Manchmal sehe ich meine ersten Bilder: den Weg im Walde,
als ich an der Staffelei die Sonnenstrahlen zu malen versuchte, die durch
die Tannenbäume den Weg zu meinem Holzhaus in Höxter an der
Weser zeigten, in dem ich einige Jahre als junger Maler lebte. Wo ich
zu meinem Vater sagte: "Das Lied, das aus der Kehle dringt, ist Lohn
genug." Und manchmal glaube ich, genau wie damals, die Sonne, alle
Schönheit einfangen zu können, damit die Sehnsucht, das Suchen,
ein Ziel erhält. Ich sehe auch meine alten Bilder mit den verzerrten
Gesichtern, zerrissenen Augen, die tot das Licht suchen, Menschen, wie
Pflastersteine aneinandergekauert, die keinen Weg finden - der Mann und
die Frau als einzige Pole. Ich weiß, daß damals wie heute
die Geschehnisse die gleichen sind, nur ich bin es, durch sie, nicht mehr;
und daß wir, die Maler, nicht aufgeben werden, die Ängste einfangen
zu wollen, damit sie ein Ende nehmen.

▶ [Datensätze]:
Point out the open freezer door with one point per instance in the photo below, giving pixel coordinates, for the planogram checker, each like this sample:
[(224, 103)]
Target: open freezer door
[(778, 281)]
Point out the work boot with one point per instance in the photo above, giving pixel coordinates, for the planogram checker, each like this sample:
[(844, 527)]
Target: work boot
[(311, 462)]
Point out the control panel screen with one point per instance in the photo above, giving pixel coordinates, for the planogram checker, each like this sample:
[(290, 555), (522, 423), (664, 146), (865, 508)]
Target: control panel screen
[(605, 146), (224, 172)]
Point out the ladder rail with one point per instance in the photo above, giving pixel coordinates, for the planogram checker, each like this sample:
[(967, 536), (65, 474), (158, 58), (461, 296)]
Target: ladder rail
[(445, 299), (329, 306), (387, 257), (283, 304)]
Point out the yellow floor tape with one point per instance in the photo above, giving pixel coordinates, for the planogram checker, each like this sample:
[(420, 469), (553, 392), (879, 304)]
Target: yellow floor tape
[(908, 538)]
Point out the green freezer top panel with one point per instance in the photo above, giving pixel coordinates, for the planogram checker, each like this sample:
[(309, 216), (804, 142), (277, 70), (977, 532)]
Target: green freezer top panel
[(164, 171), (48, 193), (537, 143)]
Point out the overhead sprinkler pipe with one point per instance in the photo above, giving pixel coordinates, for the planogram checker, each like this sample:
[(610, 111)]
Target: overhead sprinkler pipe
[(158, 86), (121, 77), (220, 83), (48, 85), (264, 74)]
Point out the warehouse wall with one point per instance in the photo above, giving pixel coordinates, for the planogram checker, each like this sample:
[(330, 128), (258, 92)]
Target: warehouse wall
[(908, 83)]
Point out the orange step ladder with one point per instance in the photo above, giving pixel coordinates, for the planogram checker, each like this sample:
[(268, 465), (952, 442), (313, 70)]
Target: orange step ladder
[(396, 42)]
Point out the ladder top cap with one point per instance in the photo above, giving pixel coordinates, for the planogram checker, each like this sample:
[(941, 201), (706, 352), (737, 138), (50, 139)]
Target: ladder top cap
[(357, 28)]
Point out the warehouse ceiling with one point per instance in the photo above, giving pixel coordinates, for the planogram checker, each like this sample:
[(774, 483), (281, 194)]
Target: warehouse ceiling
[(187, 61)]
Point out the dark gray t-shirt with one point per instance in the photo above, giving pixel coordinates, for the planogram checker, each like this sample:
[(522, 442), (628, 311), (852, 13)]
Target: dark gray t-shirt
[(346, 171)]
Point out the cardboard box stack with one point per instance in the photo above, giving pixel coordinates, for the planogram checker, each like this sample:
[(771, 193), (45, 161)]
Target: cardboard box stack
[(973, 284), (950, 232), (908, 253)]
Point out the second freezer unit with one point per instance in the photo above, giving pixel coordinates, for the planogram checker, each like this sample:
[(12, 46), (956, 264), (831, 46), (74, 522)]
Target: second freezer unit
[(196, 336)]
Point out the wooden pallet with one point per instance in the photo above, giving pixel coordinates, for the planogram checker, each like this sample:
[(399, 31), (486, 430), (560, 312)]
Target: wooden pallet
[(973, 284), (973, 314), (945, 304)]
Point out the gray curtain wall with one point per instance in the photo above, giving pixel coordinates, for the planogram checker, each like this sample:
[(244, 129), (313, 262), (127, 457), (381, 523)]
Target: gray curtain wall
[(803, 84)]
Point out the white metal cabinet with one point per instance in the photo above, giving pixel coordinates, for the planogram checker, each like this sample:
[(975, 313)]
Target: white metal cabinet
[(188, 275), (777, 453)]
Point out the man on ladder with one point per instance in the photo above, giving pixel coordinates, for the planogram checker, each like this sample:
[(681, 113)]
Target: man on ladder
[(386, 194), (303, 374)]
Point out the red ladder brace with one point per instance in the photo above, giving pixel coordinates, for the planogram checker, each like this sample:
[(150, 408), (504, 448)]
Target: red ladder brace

▶ [Aufgabe]: Wo stand laut dem Textauszug das Holzhaus, zu dem der Weg im Walde führte?

▶ [Lösung]: In Höxter an der Weser.